## SET EXERCISE A
Report every line of the records below that contains the string "yellow", treating uppercase and lowercase letters as different.
################
The Sway Machinery: Finding Inspiration In The Desert

The Sway Machinery i i

The Sway Machinery with Khaira Arby Tatiana McCabe hide caption

itoggle caption Tatiana McCabe
The Sway Machinery

The Sway Machinery with Khaira Arby

Tatiana McCabe

The Brooklyn band the Sway Machinery formed five years ago around a particular notion: Take traditional Jewish music and make it funky enough for a nightclub.

About a year ago, the Sway Machinery received an invitation to play for an audience its members probably never imagined at the Festival of the Desert in Timbuktu, Mali. That experience forever changed the worldview of bandleader Jeremiah Lockwood, and his new album, The House of Friendly Ghosts, Vol. I, reflects that change.

But if one thing has remained constant over the Sway Machinery's career, it is the band's mission.
################
## SET EXERCISE B
Echo the passage of the article on the Sway Machinery above word for word, starting with "The Sway Machinery with Khaira Arby Tatiana" and going on through "for a nightclub.".

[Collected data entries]
################
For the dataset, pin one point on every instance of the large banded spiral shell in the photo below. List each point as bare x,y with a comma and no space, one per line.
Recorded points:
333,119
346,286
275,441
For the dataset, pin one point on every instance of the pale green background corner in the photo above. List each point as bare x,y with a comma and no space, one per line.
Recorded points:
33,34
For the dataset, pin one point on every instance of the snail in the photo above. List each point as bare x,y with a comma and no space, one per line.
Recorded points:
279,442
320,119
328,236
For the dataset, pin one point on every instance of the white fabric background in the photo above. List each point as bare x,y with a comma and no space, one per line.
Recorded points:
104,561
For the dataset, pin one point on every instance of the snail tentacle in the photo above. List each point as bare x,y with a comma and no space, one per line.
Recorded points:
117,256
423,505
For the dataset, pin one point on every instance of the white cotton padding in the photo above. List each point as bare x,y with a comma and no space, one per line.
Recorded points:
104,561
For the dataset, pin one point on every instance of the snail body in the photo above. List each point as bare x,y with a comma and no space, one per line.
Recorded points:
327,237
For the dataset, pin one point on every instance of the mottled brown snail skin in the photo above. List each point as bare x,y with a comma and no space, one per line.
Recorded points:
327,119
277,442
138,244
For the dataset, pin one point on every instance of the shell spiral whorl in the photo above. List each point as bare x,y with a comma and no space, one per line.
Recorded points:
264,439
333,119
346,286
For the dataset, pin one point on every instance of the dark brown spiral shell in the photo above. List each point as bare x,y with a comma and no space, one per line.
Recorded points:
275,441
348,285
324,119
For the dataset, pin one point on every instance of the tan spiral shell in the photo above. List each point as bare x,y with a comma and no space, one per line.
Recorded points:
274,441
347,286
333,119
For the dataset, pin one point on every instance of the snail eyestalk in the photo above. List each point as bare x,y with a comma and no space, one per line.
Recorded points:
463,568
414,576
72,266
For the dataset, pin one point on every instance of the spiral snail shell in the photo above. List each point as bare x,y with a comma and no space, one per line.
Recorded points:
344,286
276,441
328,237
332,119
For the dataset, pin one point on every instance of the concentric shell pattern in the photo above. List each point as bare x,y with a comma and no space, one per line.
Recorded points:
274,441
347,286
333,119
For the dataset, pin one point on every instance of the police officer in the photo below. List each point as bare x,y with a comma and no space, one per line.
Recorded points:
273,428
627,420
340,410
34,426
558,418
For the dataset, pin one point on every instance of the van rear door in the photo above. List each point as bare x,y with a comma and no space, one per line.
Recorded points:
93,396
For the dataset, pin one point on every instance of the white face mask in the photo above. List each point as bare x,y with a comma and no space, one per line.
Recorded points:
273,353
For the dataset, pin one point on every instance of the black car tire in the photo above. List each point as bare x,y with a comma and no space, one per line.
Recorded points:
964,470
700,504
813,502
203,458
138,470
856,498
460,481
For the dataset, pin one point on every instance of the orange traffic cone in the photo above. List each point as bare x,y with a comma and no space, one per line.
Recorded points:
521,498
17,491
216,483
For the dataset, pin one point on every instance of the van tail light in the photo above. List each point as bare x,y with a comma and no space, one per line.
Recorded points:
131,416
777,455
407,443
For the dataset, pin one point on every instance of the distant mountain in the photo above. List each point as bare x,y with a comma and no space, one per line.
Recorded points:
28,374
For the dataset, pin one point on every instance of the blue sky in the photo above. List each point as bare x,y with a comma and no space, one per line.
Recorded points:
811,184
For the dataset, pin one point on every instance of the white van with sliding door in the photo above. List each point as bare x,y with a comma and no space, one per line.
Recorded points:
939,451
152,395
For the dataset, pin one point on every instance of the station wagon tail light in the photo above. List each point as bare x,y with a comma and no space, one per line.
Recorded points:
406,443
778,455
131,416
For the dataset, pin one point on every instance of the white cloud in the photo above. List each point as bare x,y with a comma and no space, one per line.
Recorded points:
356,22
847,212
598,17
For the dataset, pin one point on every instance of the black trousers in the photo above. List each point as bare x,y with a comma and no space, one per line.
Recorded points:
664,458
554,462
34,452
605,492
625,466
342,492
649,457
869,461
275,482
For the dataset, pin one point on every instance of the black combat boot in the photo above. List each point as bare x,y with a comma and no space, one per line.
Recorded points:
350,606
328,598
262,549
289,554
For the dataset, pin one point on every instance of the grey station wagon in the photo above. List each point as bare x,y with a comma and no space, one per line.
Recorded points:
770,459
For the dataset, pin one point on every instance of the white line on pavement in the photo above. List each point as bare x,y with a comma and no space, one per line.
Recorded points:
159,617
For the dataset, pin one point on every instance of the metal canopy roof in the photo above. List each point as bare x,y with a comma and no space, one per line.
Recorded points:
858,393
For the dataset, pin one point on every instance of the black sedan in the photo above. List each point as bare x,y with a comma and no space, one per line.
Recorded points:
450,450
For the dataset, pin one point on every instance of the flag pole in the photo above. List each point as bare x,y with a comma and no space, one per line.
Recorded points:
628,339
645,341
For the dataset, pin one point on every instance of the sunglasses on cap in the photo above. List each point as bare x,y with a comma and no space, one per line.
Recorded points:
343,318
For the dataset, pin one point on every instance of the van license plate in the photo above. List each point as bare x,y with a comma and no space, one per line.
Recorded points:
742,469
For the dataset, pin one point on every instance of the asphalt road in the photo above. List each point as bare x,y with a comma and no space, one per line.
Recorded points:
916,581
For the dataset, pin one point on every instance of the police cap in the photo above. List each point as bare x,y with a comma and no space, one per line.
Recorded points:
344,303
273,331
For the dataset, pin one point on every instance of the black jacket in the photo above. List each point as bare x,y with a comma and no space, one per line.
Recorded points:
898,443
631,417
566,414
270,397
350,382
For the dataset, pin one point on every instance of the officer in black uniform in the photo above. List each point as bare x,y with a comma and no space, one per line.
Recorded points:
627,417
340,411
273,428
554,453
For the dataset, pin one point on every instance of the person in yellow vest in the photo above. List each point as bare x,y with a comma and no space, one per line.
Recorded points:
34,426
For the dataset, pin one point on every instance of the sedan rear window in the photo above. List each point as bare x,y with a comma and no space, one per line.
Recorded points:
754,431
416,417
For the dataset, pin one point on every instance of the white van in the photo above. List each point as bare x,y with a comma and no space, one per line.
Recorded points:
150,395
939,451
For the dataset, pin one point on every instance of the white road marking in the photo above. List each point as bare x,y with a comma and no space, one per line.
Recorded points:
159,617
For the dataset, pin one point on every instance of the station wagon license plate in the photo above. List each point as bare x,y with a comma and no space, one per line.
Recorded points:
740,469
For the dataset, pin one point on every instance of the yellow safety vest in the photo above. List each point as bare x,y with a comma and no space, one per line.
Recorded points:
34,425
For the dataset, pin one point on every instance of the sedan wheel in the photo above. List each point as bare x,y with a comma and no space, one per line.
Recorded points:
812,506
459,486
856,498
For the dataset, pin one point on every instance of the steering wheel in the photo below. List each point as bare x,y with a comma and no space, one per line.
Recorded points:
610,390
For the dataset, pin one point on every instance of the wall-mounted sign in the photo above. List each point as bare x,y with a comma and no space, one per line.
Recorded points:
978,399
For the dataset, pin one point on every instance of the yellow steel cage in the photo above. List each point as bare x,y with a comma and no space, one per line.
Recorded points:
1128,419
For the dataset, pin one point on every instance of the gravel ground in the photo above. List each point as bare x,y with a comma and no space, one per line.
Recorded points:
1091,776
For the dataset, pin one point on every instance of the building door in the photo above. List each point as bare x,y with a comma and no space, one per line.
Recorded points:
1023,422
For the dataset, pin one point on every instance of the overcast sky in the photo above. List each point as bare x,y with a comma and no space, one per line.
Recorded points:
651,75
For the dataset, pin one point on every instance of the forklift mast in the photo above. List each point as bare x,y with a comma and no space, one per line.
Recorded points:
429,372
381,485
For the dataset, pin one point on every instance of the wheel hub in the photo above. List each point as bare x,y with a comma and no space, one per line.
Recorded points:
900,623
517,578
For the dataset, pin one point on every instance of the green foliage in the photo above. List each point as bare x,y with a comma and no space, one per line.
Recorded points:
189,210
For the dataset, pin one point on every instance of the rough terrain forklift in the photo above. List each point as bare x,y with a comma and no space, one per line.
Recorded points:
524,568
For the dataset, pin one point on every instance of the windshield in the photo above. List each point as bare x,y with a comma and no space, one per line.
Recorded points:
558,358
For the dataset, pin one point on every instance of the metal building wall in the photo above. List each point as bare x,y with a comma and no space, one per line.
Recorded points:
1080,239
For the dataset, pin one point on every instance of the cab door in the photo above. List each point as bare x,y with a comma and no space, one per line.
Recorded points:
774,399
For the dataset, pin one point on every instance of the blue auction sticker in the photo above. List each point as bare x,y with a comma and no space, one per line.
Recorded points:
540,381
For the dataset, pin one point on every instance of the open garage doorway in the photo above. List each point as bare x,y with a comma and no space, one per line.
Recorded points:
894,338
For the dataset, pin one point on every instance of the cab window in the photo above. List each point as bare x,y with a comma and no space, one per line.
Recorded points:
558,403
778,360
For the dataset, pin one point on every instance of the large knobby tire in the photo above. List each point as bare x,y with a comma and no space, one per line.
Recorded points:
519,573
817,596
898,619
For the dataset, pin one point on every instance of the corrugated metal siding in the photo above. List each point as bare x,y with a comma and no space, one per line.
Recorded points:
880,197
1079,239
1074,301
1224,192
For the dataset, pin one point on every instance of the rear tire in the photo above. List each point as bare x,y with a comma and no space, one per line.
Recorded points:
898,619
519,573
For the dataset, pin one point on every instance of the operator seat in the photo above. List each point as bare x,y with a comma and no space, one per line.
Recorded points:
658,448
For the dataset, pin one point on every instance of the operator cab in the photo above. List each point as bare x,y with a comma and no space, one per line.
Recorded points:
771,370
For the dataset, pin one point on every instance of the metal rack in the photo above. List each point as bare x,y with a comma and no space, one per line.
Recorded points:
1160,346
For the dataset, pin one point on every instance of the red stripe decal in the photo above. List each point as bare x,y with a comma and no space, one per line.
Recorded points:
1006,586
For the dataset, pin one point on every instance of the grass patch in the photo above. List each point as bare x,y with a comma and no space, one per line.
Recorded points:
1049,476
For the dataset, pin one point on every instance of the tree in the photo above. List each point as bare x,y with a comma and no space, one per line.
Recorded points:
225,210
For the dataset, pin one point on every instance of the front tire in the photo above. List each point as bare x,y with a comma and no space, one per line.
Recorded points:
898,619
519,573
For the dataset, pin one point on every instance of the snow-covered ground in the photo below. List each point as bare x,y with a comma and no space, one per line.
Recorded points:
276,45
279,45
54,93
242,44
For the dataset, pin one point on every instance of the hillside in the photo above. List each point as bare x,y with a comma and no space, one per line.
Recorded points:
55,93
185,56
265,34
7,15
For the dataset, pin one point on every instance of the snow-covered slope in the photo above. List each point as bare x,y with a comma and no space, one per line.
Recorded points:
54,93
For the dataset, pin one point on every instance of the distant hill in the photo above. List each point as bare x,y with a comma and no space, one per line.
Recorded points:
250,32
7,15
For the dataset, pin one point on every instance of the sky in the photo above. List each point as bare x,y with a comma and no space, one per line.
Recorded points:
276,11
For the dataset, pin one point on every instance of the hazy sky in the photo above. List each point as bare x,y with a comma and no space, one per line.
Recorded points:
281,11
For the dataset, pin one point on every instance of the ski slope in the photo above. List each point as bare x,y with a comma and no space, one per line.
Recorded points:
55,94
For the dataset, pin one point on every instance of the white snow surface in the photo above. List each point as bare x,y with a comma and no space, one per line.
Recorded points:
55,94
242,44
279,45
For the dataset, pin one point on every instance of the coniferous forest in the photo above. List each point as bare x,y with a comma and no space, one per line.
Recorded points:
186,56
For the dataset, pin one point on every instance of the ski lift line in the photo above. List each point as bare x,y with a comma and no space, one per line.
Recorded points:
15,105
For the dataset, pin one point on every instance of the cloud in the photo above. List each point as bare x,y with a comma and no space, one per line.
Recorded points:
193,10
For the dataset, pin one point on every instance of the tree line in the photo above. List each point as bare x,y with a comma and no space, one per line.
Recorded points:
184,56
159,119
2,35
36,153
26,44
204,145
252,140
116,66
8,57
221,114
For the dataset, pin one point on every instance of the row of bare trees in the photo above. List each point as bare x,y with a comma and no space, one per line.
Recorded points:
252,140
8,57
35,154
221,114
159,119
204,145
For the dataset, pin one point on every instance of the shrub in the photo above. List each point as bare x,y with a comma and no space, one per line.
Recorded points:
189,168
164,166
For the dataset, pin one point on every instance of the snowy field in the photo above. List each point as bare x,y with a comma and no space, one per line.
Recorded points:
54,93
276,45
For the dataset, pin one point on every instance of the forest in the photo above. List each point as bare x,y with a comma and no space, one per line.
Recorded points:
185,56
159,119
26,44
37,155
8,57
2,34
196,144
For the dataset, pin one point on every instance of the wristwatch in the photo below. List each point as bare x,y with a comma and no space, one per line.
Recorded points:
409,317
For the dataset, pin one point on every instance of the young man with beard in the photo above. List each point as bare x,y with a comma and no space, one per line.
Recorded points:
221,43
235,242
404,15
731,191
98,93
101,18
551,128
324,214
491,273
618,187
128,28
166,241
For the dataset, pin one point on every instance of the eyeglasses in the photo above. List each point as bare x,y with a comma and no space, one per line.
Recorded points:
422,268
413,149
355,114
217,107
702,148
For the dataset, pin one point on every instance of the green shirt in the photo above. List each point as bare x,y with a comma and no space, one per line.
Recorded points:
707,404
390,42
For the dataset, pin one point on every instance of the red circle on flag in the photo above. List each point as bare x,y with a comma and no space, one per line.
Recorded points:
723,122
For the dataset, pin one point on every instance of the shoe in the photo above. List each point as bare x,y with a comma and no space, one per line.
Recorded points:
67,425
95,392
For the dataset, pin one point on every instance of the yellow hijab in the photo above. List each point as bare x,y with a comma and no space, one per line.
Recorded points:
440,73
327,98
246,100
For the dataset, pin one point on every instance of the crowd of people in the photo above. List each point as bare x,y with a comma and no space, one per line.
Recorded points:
################
## FULL ANSWER A
For the dataset, pin one point on every instance of the person in yellow vest in the photo above. List each point as bare x,y with a comma and no space, one per line.
For the dataset, pin one point on every instance of the yellow safety vest in the photo above. List each point as bare x,y with a comma and no space, one per line.
For the dataset, pin one point on every instance of the yellow steel cage in the photo above. List each point as bare x,y with a comma and no space, one per line.
For the dataset, pin one point on every instance of the yellow hijab in the photo above. List each point as bare x,y with a comma and no space, one per line.

## FULL ANSWER B
The Sway Machinery with Khaira Arby Tatiana McCabe hide caption

itoggle caption Tatiana McCabe
The Sway Machinery

The Sway Machinery with Khaira Arby

Tatiana McCabe

The Brooklyn band the Sway Machinery formed five years ago around a particular notion: Take traditional Jewish music and make it funky enough for a nightclub.